# DIRECTIONS:
Each line below is to be set down again exactly.

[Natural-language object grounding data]
╭──
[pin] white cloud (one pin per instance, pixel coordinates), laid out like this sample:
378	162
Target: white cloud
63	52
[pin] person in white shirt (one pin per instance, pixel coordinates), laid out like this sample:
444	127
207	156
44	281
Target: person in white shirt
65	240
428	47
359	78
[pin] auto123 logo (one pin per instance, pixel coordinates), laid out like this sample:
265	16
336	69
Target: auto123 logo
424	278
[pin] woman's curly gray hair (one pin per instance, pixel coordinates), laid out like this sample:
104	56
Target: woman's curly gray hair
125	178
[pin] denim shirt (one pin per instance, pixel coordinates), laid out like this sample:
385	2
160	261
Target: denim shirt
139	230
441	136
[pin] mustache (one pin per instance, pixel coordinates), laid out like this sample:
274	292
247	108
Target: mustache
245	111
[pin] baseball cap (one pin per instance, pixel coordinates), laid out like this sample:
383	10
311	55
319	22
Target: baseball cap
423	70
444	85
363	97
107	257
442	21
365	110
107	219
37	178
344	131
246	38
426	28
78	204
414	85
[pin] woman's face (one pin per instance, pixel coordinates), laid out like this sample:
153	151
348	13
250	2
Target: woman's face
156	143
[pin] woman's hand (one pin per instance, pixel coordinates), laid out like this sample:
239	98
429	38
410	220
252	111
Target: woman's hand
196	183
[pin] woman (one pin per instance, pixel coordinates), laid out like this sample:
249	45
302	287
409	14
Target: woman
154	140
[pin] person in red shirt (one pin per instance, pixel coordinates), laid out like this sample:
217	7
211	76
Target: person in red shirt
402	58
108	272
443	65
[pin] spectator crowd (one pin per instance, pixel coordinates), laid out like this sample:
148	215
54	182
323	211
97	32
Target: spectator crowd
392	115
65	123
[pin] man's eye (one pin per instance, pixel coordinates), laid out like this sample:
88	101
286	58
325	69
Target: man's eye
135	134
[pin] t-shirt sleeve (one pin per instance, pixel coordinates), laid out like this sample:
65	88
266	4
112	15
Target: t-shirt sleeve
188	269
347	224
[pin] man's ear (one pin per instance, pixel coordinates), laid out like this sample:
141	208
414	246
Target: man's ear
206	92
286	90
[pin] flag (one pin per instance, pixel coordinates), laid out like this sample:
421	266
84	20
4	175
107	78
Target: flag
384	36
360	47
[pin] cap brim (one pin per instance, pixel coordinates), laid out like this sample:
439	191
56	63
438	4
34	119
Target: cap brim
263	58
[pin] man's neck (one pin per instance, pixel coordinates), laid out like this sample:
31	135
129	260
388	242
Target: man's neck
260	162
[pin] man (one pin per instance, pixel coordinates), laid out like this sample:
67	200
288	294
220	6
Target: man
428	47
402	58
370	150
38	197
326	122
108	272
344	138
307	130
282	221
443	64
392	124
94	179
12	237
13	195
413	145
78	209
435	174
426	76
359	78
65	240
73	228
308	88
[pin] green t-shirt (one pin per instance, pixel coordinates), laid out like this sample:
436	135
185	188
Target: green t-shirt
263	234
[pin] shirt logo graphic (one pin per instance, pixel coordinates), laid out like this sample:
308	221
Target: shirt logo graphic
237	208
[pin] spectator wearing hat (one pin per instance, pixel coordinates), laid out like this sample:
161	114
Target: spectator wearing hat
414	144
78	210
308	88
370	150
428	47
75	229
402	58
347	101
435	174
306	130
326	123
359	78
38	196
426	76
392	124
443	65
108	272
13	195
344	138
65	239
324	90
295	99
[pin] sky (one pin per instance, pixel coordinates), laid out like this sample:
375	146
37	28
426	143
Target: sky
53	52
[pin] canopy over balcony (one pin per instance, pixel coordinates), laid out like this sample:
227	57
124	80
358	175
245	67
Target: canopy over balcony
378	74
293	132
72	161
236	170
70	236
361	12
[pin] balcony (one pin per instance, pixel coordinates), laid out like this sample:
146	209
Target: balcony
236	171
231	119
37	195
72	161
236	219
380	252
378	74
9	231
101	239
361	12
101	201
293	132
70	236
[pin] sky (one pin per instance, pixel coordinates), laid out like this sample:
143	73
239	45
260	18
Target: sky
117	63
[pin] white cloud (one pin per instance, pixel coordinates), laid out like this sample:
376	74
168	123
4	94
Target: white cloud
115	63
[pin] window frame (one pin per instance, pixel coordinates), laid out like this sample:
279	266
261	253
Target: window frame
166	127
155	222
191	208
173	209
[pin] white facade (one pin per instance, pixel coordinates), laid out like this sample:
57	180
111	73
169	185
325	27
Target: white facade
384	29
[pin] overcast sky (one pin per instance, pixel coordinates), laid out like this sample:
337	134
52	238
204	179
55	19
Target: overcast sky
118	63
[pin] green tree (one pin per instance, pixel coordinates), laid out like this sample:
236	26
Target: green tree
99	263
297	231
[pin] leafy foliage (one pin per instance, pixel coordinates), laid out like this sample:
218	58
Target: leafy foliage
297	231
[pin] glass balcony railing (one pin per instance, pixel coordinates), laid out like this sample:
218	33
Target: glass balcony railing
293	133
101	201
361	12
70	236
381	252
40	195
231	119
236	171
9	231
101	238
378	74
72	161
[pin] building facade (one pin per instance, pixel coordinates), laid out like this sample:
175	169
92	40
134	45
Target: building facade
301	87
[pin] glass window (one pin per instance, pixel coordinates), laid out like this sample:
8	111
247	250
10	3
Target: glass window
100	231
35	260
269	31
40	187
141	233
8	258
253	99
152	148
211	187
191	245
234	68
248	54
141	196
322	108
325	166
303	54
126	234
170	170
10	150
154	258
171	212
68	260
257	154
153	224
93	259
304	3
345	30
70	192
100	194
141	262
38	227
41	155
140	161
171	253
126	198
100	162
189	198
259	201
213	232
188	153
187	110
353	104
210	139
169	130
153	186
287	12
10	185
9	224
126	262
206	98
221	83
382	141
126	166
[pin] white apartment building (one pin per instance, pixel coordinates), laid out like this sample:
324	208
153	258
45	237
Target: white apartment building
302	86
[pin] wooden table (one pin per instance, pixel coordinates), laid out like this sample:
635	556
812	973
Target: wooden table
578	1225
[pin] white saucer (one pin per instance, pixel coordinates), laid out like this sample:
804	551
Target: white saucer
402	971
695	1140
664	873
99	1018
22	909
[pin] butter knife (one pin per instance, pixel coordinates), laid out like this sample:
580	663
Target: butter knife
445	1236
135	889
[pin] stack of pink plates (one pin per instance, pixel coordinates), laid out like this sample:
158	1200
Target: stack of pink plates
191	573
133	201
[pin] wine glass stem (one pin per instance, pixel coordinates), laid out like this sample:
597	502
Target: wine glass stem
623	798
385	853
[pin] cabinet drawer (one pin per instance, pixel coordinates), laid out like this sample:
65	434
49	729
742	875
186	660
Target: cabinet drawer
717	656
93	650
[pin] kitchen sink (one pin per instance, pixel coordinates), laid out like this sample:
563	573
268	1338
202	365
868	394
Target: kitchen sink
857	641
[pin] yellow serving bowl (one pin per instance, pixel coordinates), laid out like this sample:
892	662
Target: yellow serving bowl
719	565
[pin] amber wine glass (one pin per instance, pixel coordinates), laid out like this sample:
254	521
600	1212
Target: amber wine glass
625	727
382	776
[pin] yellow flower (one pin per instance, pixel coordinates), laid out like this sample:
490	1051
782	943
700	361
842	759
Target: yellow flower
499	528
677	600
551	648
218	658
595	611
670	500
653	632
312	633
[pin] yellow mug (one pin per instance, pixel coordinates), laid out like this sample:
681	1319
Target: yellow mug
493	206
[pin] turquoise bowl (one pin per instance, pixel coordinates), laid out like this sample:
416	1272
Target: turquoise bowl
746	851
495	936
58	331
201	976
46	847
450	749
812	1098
╰──
# RESPONSE TO THE EXERCISE:
[pin] white cloud (one pin per instance, pixel coordinates), laid out like this sample:
378	162
Target: white cloud
63	52
[pin] person in white shirt (one pin per instance, pixel coordinates), laid out like this sample:
444	127
207	156
44	281
Target: person in white shirt
65	240
428	47
359	78
[pin] auto123 logo (one pin per instance, pixel coordinates), laid out like this sample:
265	16
336	69
Target: auto123 logo
424	278
[pin] woman's curly gray hair (one pin per instance, pixel coordinates), laid out like this sample:
104	56
Target: woman's curly gray hair
125	178
[pin] denim shirt (one pin per instance, pixel coordinates), laid out like this sample:
385	2
160	261
Target: denim shirt
139	230
441	136
[pin] mustache (one pin per instance, pixel coordinates), laid out like this sample:
274	292
247	108
Target: mustache
245	111
[pin] baseball cap (one pin per instance, pixel coordinates), laid out like this sample:
383	10
311	55
319	22
Target: baseball cap
423	70
444	85
363	97
107	257
442	21
365	110
107	219
37	178
344	131
246	38
426	28
78	204
414	85
[pin] woman's face (one pin per instance, pixel coordinates), laid out like this sample:
153	151
348	13
250	2
Target: woman's face
156	143
[pin] woman's hand (one pin per instance, pixel coordinates), laid out like this sample:
239	98
429	38
410	220
252	111
Target: woman's hand
196	183
[pin] woman (one pin per instance, pixel coordinates), laid out like this sample:
249	45
302	287
409	14
Target: woman
154	140
[pin] person in red shirt (one pin per instance, pixel coordinates), laid out like this sample:
217	7
211	76
Target: person in red shirt
402	58
108	272
443	65
[pin] spectator crowd (one pin per instance, pixel coordinates), laid out like this sample:
148	215
54	182
323	211
97	32
Target: spectator crowd
392	115
65	123
[pin] man's eye (one pin per instance, pixel coordinates), laid out like this sample:
88	101
286	58
325	69
Target: man's eye
135	134
[pin] t-shirt sleeve (one pin per instance, pixel coordinates), laid out like this sample:
65	88
266	4
112	15
Target: t-shirt sleeve
188	269
347	224
[pin] man's ear (one pin per instance, pixel coordinates), laid out like this sample:
141	208
414	246
Target: man's ear
206	92
286	90
[pin] flag (one pin per instance, pixel coordinates), laid out like this sample:
421	266
84	20
4	175
107	78
Target: flag
384	36
360	47
[pin] cap brim (one pin per instance, pixel coordinates), laid out like this sample:
439	191
56	63
438	4
34	119
Target: cap brim
263	58
[pin] man's neck (one pin per instance, pixel coordinates), laid out like this sample:
31	135
129	260
388	242
Target: man's neck
260	162
[pin] man (one pin per instance, pixel coordinates), laid out like this sample:
67	200
288	294
220	6
Target: man
428	47
402	58
370	150
38	197
326	122
108	272
344	138
307	130
282	221
443	64
392	124
94	179
12	237
13	195
413	145
78	209
435	174
426	76
359	78
65	240
73	228
308	88
[pin] green t-shirt (one pin per instance, pixel coordinates), laid out like this sample:
436	135
185	188
Target: green t-shirt
263	234
[pin] shirt logo graphic (one pin per instance, pixel coordinates), laid out like this sample:
308	221
Target: shirt logo graphic
237	208
[pin] spectator wearing hat (one pin per instance, pixel coordinates), laid out like this sample:
161	114
Target: spectator wearing hat
414	144
78	210
308	88
370	150
428	47
75	229
402	58
347	101
435	174
306	130
326	123
359	78
38	196
426	76
392	124
443	65
108	272
13	195
344	138
65	239
324	90
295	99
[pin] sky (one pin per instance, pixel coordinates), laid out like this sample:
375	146
37	28
426	143
Target: sky
53	52
[pin] canopy over balcony (one pin per instance, pixel coordinates), laid out like this sample:
227	57
124	80
358	175
245	67
Target: canopy over balcony
378	74
293	132
72	161
236	170
70	236
361	12
[pin] balcony (one pin per instance, pixel coordinates), laid out like this sample:
146	209
Target: balcony
236	171
231	119
37	195
72	161
236	219
380	252
378	74
9	231
101	239
361	12
101	201
293	132
70	236
[pin] sky (one pin per instance, pixel coordinates), laid out like this sample:
143	73
239	45
260	18
Target: sky
117	63
[pin] white cloud (one pin per instance, pixel coordinates), laid out like this sample:
376	74
168	123
4	94
Target: white cloud
115	63
[pin] window frame (one pin per instance, pixel coordinates), laid out like this sample:
279	266
261	253
Target: window frame
166	127
155	222
191	208
173	209
[pin] white facade (one pin per instance, pixel coordinates), laid out like this sample:
57	180
111	73
169	185
325	27
Target: white facade
384	29
[pin] overcast sky (one pin per instance, pixel coordinates), laid out like this sample:
337	134
52	238
204	179
55	19
Target: overcast sky
118	63
[pin] green tree (one pin per instance, pixel coordinates), laid out like this sample:
236	26
Target: green tree
99	263
297	231
[pin] leafy foliage (one pin per instance, pixel coordinates), laid out like this sample:
218	58
Target: leafy foliage
297	231
[pin] glass balcony railing (one pin per instance, pixel coordinates), laid out like this sample:
218	33
Target: glass balcony railing
293	133
101	201
361	12
70	236
381	252
40	195
231	119
236	171
9	231
101	238
378	74
72	161
[pin] building facade (one pin per instance, pixel coordinates), laid out like this sample:
175	169
92	40
134	45
Target: building facade
301	87
[pin] glass window (one pin per instance, pixel coordinates), laid out like this sample:
8	111
247	250
10	3
Target: glass window
100	231
35	260
269	31
40	187
141	233
8	258
253	99
152	148
211	187
191	245
234	68
248	54
141	196
322	108
325	166
303	54
126	234
170	170
10	150
154	258
171	212
68	260
257	154
153	224
93	259
304	3
345	30
70	192
100	194
141	262
38	227
41	155
140	161
171	253
126	198
100	162
189	198
259	201
213	232
188	153
187	110
353	104
210	139
169	130
153	186
287	12
10	185
9	224
126	262
206	98
221	83
382	141
126	166
[pin] white apartment building (one pin per instance, pixel coordinates), laid out like this sample:
324	208
153	258
45	237
Target: white apartment building
302	86
[pin] wooden table (one pin per instance, pixel coordinates), laid out like this sample:
635	556
812	973
Target: wooden table
578	1225
[pin] white saucer (one pin per instance, pixel coordinates), laid out like this sample:
804	551
Target: white saucer
402	971
695	1140
664	873
99	1018
22	909
[pin] butter knife (one pin per instance, pixel coordinates), laid out like this sample:
580	663
Target: butter knife
445	1236
135	889
[pin] stack of pink plates (one pin per instance, pixel coordinates), laid out like this sample:
158	1200
Target: stack of pink plates
191	573
133	201
[pin] wine glass stem (one pin per instance, pixel coordinates), laid out like this sample:
597	502
Target: wine glass stem
623	798
385	853
[pin] cabinet drawer (one pin per instance, pixel coordinates), laid out like this sample:
65	434
49	729
742	875
186	660
Target: cabinet drawer
717	656
93	650
[pin] kitchen sink (one pin per instance, pixel coordinates), laid out like this sample:
563	573
268	1338
202	365
868	394
Target: kitchen sink
857	641
[pin] yellow serving bowl (one pin per instance, pixel coordinates), laid out like this sample:
892	662
Target: yellow serving bowl
719	565
[pin] amber wine glass (one pin per instance, pixel coordinates), laid out like this sample:
254	521
600	1212
Target: amber wine glass
625	727
382	776
[pin] yellow flower (one pin per instance, pixel coordinates), laid out like this sample:
490	1051
782	943
700	361
842	759
Target: yellow flower
499	528
677	600
551	648
218	658
595	611
670	500
653	632
312	633
[pin] yellow mug (one pin per instance, pixel coordinates), laid out like this sample:
681	1319
Target: yellow mug
493	206
[pin] turquoise bowl (one pin per instance, pixel coordinates), laid out like this sample:
416	1272
Target: turquoise bowl
746	851
495	936
58	331
201	976
46	847
450	749
812	1098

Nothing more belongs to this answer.